- **TASK OBJECTIVE**: Copy out the rows beginning at the line that contains "Category: the blurred background" and ending with the line that contains "pixel 858 413", substituting "drooping flower" for "wilting flower" and keeping everything else the same.

- **SUPPLIED INFORMATION**:

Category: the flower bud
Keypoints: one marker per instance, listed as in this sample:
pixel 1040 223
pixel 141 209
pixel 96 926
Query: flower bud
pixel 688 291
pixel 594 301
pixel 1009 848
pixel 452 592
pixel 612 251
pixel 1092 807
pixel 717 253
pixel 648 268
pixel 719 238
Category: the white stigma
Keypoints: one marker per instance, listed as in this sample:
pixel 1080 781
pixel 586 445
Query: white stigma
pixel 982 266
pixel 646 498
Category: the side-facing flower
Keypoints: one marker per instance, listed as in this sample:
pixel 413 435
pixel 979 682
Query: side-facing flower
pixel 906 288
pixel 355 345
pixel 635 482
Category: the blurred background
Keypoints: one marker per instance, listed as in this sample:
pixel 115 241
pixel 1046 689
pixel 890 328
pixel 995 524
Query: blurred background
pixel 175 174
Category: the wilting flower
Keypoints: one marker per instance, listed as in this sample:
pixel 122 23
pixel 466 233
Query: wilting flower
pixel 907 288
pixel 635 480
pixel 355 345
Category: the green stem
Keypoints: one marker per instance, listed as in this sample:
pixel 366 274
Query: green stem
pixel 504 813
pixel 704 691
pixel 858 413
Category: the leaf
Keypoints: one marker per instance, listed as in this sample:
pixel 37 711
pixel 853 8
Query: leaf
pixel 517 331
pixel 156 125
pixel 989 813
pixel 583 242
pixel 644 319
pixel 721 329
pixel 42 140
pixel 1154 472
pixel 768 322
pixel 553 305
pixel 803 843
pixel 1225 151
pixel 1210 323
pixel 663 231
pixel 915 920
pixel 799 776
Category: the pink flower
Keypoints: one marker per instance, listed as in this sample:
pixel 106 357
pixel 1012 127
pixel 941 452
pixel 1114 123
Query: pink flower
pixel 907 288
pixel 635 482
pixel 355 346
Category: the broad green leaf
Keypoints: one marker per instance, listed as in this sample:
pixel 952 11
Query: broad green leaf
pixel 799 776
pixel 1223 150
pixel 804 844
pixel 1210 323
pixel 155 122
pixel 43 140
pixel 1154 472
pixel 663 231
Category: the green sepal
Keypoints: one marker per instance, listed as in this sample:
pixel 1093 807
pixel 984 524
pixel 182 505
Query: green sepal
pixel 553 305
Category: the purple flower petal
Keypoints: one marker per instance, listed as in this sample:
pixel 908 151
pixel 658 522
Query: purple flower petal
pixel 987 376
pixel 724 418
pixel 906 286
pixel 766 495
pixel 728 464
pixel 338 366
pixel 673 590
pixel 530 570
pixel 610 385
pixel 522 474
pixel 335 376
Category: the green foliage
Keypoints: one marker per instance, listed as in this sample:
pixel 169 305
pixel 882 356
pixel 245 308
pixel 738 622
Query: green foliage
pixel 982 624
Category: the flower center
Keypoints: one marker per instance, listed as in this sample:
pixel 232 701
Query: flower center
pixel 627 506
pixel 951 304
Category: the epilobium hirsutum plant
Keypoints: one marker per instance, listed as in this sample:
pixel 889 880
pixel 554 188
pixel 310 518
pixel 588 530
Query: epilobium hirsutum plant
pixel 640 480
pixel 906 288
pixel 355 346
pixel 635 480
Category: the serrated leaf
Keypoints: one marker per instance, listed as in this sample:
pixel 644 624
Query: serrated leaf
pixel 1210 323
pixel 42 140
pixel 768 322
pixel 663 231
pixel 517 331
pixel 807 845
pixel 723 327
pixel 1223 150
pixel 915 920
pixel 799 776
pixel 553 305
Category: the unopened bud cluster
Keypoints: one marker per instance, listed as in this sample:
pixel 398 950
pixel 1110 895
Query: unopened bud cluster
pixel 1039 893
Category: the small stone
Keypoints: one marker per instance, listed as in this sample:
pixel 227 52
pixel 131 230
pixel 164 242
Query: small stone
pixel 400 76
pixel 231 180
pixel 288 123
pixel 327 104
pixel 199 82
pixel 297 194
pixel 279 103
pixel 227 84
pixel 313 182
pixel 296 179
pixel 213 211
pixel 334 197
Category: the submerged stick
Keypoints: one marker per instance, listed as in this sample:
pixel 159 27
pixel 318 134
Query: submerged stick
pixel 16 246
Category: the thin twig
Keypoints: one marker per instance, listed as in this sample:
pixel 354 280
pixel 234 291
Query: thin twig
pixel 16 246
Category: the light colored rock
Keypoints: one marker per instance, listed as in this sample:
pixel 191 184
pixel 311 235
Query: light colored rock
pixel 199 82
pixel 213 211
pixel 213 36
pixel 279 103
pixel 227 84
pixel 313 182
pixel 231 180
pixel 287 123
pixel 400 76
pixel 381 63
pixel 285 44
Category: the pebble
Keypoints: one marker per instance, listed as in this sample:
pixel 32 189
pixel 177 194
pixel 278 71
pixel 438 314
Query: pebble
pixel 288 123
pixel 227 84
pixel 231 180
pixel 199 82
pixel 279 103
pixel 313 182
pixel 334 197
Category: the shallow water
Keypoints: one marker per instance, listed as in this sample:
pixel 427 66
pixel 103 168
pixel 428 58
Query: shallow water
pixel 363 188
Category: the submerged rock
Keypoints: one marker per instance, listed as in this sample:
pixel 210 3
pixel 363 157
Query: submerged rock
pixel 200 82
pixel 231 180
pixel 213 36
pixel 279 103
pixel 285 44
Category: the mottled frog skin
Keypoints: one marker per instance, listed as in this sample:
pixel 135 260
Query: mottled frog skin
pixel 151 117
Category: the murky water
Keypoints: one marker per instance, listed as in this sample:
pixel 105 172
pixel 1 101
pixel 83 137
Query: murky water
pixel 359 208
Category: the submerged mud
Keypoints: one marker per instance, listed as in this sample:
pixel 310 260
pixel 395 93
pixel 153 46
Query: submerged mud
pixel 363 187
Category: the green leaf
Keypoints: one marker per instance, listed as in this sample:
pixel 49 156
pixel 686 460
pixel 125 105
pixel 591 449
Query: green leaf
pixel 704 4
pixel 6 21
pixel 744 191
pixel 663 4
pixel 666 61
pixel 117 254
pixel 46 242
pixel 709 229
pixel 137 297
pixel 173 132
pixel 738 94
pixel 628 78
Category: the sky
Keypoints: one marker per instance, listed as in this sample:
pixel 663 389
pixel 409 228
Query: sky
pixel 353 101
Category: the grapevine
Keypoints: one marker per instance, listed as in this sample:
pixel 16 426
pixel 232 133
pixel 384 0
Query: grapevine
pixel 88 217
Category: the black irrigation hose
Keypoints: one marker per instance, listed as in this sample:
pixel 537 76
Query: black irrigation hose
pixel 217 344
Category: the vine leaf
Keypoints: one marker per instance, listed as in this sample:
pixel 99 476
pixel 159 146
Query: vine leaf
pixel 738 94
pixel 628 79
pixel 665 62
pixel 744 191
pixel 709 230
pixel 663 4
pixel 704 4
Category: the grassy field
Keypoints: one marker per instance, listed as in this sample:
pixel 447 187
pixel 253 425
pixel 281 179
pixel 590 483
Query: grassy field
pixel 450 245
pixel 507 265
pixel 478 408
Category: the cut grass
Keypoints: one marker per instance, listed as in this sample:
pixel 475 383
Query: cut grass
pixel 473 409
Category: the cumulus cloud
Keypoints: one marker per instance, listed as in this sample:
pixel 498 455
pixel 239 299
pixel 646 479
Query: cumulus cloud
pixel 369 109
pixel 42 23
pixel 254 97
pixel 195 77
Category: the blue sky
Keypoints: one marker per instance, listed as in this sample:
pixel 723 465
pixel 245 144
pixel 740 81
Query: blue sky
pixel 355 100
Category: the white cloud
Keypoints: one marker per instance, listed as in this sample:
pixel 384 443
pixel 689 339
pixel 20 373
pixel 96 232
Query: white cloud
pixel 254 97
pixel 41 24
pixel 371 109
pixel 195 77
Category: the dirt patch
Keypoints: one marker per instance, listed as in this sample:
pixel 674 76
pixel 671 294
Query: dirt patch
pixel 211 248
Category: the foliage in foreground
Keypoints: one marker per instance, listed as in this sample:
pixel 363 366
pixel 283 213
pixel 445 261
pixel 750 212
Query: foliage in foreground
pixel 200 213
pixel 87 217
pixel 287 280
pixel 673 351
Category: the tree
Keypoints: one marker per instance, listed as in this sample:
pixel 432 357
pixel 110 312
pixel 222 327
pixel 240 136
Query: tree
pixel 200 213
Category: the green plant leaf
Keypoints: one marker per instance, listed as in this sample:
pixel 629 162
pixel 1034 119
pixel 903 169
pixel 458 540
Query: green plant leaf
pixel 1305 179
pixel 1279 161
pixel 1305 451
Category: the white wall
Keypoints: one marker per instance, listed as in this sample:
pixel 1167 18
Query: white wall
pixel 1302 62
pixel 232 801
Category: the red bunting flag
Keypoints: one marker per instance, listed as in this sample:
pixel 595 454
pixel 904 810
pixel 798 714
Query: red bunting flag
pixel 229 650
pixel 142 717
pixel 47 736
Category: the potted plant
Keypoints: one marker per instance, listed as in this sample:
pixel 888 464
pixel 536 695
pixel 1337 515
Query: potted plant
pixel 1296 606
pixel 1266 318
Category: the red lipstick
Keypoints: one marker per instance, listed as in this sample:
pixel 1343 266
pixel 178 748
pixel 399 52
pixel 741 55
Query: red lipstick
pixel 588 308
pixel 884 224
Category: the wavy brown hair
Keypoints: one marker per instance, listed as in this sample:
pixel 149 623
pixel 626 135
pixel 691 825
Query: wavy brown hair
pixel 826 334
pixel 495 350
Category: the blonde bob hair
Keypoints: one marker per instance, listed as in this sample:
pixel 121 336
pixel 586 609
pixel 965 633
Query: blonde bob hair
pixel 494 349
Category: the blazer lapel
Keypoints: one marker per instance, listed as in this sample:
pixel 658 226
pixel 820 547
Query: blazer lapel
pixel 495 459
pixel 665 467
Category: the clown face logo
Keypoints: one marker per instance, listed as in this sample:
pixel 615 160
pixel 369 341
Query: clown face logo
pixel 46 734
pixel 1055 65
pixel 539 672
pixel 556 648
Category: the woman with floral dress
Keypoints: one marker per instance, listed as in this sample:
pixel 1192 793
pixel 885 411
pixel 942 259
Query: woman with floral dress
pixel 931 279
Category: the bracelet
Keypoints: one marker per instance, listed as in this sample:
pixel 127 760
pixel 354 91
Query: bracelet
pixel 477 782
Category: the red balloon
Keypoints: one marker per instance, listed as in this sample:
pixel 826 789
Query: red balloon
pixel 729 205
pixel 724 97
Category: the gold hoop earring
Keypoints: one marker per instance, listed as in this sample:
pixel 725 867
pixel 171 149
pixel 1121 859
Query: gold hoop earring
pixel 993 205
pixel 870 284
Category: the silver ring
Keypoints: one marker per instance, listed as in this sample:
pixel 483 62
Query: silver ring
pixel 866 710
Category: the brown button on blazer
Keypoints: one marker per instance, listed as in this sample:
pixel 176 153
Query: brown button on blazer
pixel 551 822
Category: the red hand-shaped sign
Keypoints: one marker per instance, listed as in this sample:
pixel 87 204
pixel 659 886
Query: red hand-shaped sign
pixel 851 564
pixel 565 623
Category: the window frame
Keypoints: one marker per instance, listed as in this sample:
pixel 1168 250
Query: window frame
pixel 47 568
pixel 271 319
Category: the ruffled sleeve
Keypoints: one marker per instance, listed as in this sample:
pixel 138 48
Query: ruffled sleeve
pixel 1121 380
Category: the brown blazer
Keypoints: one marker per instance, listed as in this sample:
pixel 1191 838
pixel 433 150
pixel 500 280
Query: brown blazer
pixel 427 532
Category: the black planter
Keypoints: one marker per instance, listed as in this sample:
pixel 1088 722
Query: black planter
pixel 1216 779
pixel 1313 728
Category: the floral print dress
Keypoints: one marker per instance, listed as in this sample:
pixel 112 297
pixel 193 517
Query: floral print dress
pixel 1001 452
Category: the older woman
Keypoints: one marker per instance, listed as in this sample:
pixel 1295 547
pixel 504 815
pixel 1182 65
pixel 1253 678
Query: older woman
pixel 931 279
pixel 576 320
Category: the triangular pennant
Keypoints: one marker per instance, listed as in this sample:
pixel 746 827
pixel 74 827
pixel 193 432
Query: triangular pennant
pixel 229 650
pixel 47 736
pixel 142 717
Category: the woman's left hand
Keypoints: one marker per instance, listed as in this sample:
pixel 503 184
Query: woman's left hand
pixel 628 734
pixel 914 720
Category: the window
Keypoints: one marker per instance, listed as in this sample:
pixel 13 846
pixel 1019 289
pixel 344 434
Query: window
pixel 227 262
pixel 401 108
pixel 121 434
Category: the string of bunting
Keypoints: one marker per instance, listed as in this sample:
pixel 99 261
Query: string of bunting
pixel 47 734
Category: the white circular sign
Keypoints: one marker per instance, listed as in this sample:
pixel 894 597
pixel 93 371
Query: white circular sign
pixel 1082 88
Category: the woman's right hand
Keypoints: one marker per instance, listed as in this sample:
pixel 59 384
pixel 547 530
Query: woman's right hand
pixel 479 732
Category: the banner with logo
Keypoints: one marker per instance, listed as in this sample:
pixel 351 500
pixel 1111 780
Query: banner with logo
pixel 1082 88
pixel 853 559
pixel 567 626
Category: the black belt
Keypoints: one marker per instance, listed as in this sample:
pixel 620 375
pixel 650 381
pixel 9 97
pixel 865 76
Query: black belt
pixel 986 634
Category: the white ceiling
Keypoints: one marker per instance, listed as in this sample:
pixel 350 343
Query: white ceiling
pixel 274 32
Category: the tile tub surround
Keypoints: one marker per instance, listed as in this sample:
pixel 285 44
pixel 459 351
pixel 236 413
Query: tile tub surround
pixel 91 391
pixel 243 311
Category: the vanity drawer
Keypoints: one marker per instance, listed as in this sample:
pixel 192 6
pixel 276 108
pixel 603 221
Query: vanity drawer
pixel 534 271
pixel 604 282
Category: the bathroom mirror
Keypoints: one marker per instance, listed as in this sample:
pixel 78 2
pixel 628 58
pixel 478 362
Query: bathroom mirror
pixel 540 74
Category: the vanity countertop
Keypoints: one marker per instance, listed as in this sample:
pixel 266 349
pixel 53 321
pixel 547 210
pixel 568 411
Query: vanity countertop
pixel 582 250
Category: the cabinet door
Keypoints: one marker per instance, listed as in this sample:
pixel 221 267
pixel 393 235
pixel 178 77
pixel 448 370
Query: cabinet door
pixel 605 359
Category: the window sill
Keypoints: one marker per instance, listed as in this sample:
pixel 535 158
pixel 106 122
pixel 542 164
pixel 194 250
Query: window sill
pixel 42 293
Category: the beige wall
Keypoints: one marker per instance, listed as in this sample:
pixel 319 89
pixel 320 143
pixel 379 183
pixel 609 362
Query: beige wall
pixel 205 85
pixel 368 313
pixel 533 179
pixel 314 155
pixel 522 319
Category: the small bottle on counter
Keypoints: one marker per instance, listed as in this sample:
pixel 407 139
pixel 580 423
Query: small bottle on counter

- **THE RESULT**:
Category: the blurred background
Keypoints: one marker per instance, listed as in this sample:
pixel 115 241
pixel 1046 689
pixel 890 328
pixel 995 524
Query: blurred background
pixel 175 174
Category: the drooping flower
Keypoints: one marker per instance, listed as in this sample:
pixel 122 23
pixel 466 233
Query: drooping flower
pixel 907 288
pixel 635 480
pixel 355 345
Category: the green stem
Keypoints: one marker per instance, listed as in this sample:
pixel 366 274
Query: green stem
pixel 504 813
pixel 704 691
pixel 858 413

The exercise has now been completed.